=== Extract ===
--- BEGIN ---

2009-07-02 Thread b. f.
On 7/2/09, Manish Jain invalid.poin...@gmail.com wrote:
 b. f. wrote:
 Manish Jain wrote:

 Regarding the download speeds I was getting with portmaster fetches (0.7
 kBps to 4.0 kBps), I immediately booted into Windows/Cygwin and did a
 wget from the same site portmaster was using. The speed I got from wget
 was ~ 35 kBps. This happened not just once but multiple times. Each time
 I did this, I had to interrupt portmaster. Finally I managed to get to
 install the wget port on FreeBSD itself. When I ran wget from FreeBSD,
 it reported comparable transfer rates (~ 35 kBps) from the same sites as
 portmaster was using.


This has nothing to do with portmaster.  Remember, portmaster is just
a (sometimes) convenient shell script wrapper for the normal ports
infrastructure.  What you're probably seeing is either the usual
fluctuations in network performance, or the difference between wget
and FreeBSD fetch(1), which by default is used for getting distfiles
and packages.  This is set in bsd.port.mk, and you can override it if
you prefer to use something else.  See the comments concerning
FETCH_BINARY, FETCH_ARGS, FETCH_CMD, FETCH_{BEFORE,AFTER}_ARGS,
FETCH_ENV, and FETCH_REGET at the top of bsd.port.mk, or the relevant
portion of that script.  You can also try tuning your network
settings, which can speed things up significantly in some cases.

--- END ---

=== Exercise details ===
Could you transcribe the portmaster thread word for word, from "This has nothing" to "in some cases."?

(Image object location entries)
--- BEGIN ---

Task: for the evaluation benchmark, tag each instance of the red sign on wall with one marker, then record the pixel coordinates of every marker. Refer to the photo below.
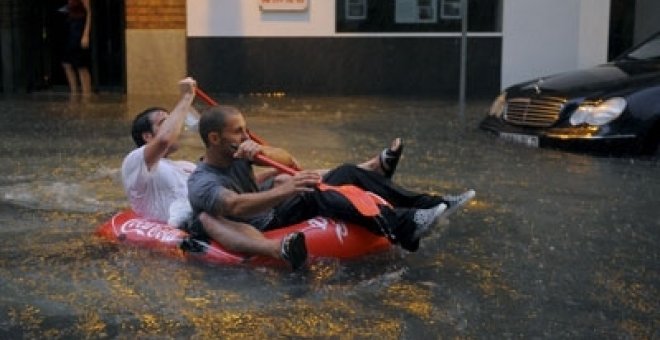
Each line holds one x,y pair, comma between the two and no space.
283,5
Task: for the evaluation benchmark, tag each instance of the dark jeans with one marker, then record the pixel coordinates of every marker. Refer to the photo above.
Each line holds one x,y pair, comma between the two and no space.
395,223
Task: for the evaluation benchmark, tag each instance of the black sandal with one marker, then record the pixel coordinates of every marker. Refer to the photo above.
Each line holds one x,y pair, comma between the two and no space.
389,159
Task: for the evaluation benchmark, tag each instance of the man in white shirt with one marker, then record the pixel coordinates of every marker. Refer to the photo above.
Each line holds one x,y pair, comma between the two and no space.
157,186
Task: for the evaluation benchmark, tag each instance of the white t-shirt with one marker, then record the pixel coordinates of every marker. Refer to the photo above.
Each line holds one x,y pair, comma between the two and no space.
152,192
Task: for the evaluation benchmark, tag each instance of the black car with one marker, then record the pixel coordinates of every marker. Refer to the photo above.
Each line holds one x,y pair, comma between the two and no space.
612,108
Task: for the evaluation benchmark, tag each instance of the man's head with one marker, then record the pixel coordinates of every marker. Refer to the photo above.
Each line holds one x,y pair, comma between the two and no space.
145,124
223,127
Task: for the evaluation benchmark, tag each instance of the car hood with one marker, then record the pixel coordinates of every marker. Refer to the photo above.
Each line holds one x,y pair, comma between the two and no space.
598,80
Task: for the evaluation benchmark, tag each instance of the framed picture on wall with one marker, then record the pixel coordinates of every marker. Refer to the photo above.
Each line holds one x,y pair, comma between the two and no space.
450,9
355,9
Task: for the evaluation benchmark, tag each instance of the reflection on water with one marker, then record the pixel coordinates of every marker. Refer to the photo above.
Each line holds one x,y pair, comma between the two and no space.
556,245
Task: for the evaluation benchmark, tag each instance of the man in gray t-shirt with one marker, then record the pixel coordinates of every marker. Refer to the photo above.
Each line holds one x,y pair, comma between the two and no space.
224,185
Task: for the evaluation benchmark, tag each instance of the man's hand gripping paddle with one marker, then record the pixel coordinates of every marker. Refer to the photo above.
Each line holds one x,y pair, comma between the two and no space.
365,202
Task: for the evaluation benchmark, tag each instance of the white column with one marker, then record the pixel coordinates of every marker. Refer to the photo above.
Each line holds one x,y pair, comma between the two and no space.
543,37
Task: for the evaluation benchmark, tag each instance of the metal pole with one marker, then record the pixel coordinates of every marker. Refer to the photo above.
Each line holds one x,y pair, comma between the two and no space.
462,80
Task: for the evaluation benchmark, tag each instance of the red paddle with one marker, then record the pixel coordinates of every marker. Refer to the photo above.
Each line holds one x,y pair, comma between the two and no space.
363,201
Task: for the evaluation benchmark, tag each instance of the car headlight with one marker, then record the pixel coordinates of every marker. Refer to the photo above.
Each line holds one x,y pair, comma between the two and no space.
598,114
498,106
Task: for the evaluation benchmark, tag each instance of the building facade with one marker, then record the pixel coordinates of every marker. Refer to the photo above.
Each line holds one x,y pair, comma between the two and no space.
328,47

--- END ---

=== Output for this task ===
This has nothing to do with portmaster.  Remember, portmaster is just
a (sometimes) convenient shell script wrapper for the normal ports
infrastructure.  What you're probably seeing is either the usual
fluctuations in network performance, or the difference between wget
and FreeBSD fetch(1), which by default is used for getting distfiles
and packages.  This is set in bsd.port.mk, and you can override it if
you prefer to use something else.  See the comments concerning
FETCH_BINARY, FETCH_ARGS, FETCH_CMD, FETCH_{BEFORE,AFTER}_ARGS,
FETCH_ENV, and FETCH_REGET at the top of bsd.port.mk, or the relevant
portion of that script.  You can also try tuning your network
settings, which can speed things up significantly in some cases.